**Task instructions**
Copy every line of the listing below word for word, but omit the pictures.

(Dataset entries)

++++++

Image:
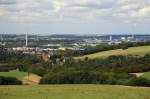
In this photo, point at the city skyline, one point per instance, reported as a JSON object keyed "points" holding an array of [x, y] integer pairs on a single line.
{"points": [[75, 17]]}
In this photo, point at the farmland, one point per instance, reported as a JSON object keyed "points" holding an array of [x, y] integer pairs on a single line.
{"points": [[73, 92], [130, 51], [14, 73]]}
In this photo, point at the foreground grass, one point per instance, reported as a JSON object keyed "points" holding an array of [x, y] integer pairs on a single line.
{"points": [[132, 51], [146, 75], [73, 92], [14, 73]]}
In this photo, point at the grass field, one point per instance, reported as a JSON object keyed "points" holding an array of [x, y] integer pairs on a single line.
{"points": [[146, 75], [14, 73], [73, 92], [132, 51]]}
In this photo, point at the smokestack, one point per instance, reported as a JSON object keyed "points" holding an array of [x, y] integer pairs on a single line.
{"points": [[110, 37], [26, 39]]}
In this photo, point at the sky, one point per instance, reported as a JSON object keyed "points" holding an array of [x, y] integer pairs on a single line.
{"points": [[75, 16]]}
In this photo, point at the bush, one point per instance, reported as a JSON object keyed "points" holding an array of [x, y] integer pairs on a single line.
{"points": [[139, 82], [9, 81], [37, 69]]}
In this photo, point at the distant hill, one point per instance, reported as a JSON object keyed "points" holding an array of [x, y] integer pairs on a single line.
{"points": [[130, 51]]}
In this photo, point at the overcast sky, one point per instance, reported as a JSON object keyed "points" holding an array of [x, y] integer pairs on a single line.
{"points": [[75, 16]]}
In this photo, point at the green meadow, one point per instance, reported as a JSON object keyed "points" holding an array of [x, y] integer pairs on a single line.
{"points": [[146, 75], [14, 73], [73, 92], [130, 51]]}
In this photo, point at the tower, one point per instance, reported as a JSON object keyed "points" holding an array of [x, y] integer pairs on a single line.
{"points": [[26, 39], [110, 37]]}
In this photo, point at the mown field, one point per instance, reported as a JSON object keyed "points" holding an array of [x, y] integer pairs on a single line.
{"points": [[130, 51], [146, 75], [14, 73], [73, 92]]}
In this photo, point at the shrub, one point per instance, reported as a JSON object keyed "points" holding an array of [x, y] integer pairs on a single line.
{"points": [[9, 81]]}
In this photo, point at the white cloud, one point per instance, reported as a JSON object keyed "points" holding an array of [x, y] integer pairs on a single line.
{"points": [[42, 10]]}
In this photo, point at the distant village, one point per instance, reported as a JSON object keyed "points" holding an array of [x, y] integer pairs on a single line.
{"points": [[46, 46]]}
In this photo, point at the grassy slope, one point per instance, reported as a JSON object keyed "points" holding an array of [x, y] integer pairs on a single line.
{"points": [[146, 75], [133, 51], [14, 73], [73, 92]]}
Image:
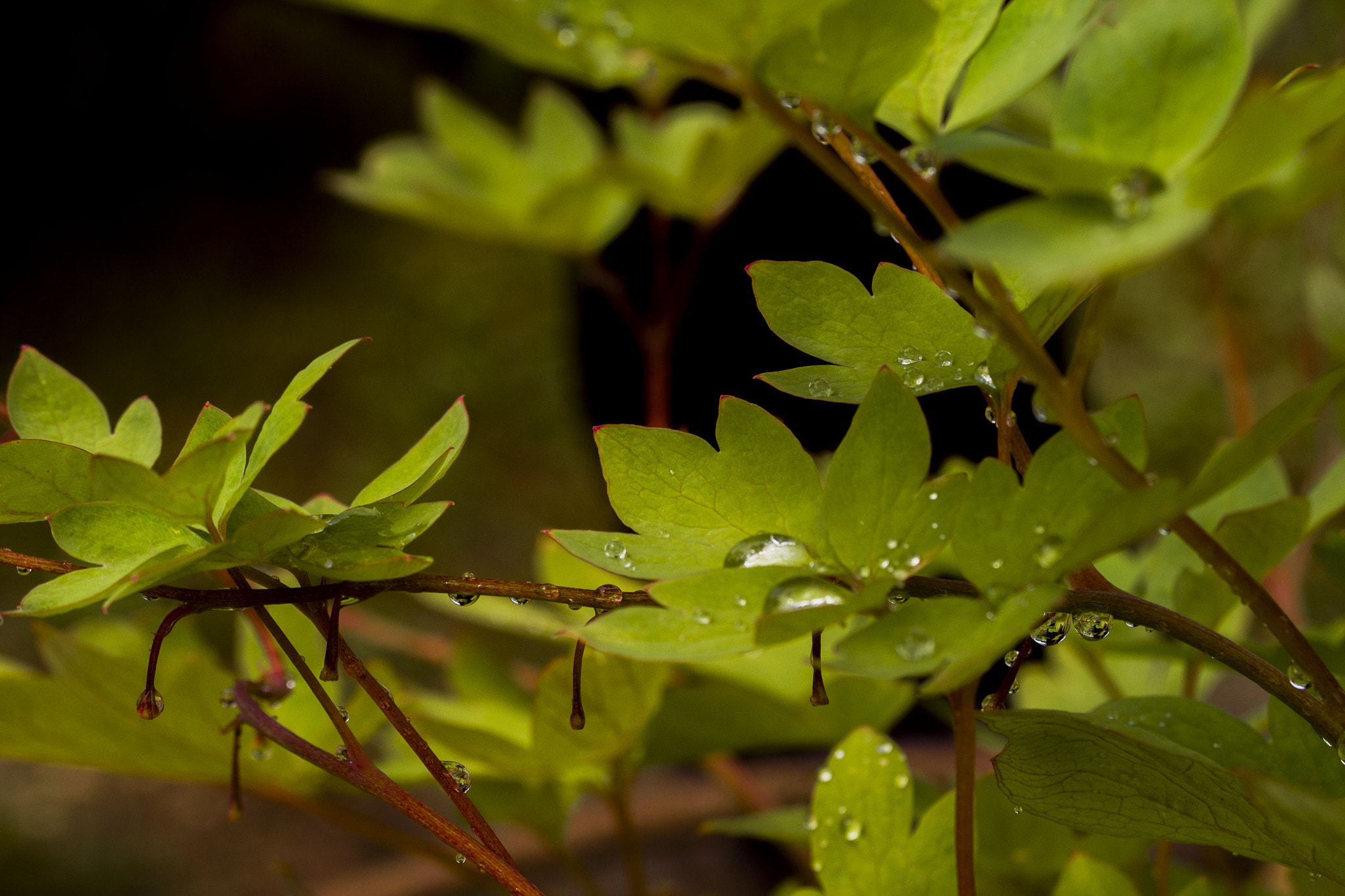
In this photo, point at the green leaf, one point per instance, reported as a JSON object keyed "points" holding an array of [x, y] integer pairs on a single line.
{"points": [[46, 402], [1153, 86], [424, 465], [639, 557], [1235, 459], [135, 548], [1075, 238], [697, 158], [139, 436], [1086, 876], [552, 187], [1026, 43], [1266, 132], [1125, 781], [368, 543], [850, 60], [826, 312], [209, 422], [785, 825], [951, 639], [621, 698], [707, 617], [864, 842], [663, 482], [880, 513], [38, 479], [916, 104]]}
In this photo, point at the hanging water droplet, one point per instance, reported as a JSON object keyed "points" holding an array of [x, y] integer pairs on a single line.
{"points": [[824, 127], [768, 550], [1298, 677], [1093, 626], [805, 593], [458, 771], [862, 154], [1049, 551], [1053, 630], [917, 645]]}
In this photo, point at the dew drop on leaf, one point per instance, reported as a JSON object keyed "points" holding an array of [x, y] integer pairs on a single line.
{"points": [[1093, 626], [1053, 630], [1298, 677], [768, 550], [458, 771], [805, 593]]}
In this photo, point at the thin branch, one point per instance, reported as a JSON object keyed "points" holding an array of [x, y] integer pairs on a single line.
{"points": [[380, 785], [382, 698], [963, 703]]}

++++++

**Result**
Image:
In this photo, point at the city skyline, one point per instance, reported as a JSON object keyed "points" holding an array of [x, y] integer pairs on a single line.
{"points": [[75, 17]]}
In this photo, point at the farmland, one point per instance, reported as a JSON object keyed "points" holding an array of [x, y] integer pairs on a single line.
{"points": [[73, 92], [130, 51], [14, 73]]}
In this photo, point at the foreground grass, one point per instance, reported as a JSON object keyed "points" holding an array of [x, y] integer pairs on a single line.
{"points": [[132, 51], [146, 75], [73, 92], [14, 73]]}
In this photo, point at the grass field, one point per instance, reported as a JSON object keyed "points" holding an array of [x, y] integer pairs on a single line.
{"points": [[146, 75], [14, 73], [73, 92], [132, 51]]}
In this photo, point at the smokestack, one point per instance, reported as a JSON object keyed "points" holding an array of [x, y] integer pairs on a single line.
{"points": [[110, 37], [26, 39]]}
In this photo, point at the sky, one point per instance, reported as a JSON object keyed "points" holding an array of [x, y] integer pairs on a single line.
{"points": [[75, 16]]}
In this photo, point at the bush, one point per instance, reported as a JSON object keyed "points" holding an array of [x, y] integer pairs on a single line.
{"points": [[139, 82], [9, 81], [37, 69]]}
In this photo, point at the distant hill, one point per instance, reported as a JSON object keyed "points" holding an array of [x, y] integer pairs on a single line.
{"points": [[130, 51]]}
In this photo, point at the overcast sky, one point per instance, reported as a JSON object keyed "points" holding an array of [x, y] integer pairs on a single line.
{"points": [[75, 16]]}
In this photo, point at the green meadow, one point per instance, reported as a JSON object keyed "points" holding an array of [x, y] integer pairs on a single line.
{"points": [[146, 75], [14, 73], [73, 92], [130, 51]]}
In this photo, point at the tower, one point per instance, reported as a JSON object keyed "points" holding an array of [x, y] integer pairs on a single line.
{"points": [[26, 39], [110, 37]]}
In this photo, point at the mown field, one point per instance, reported as a JSON object keyed "points" holding an array of [x, y] integer pairs on a single line.
{"points": [[130, 51], [146, 75], [14, 73], [73, 92]]}
In this photo, point at the shrub, one point per instance, reported as a JSON object keyed "points" holding an array of [x, y] integer pairs on a single line.
{"points": [[9, 81]]}
In this photo, point at the white cloud, one point per instance, reported as a JSON object keyed "points" holding an array of [x, y] integer pairs on a single line.
{"points": [[42, 10]]}
In this photo, point at the distant village, one point per instance, reported as a JSON object keyed "points" holding an array of [x, y] integer pairs on a single line.
{"points": [[46, 46]]}
In this photo, point at the grassy slope, one point per instance, reported as a JSON object keyed "points" holding an array of [x, y] integer pairs on a single line.
{"points": [[146, 75], [133, 51], [14, 73], [73, 92]]}
Image:
In this photo, point at the green leaf, one point per instance, reported as a JSON object keyed "points" holding an array of [x, y] integer pairs on a single line.
{"points": [[46, 402], [1153, 86], [424, 465], [639, 557], [1235, 459], [135, 548], [1075, 238], [697, 158], [139, 436], [1086, 876], [552, 187], [1026, 43], [1266, 132], [1125, 781], [368, 543], [850, 60], [826, 312], [209, 422], [785, 825], [951, 639], [621, 698], [707, 617], [864, 842], [663, 482], [880, 513], [38, 479], [916, 104]]}
In this photo, point at the hanging water droplet, one point per instance, reported as a JSON object keyed "points" holding an array of [x, y] integer pairs on a single line.
{"points": [[824, 127], [768, 550], [1298, 677], [1093, 626], [805, 593], [458, 771], [862, 154], [1049, 551], [1053, 630], [917, 645]]}
In this photo, point at the dew drop on leaf, one point per instance, reported as a JSON object keyed "points" holding an array of [x, y] integer pairs on a single line.
{"points": [[1093, 626], [1053, 630], [1298, 677], [768, 550], [458, 771], [805, 593]]}
In this photo, point at the thin branch, one point per instance, reported as a JSON object keyed "points" holding an array of [x, y] integer pairs on a single line.
{"points": [[380, 785], [382, 698], [963, 703]]}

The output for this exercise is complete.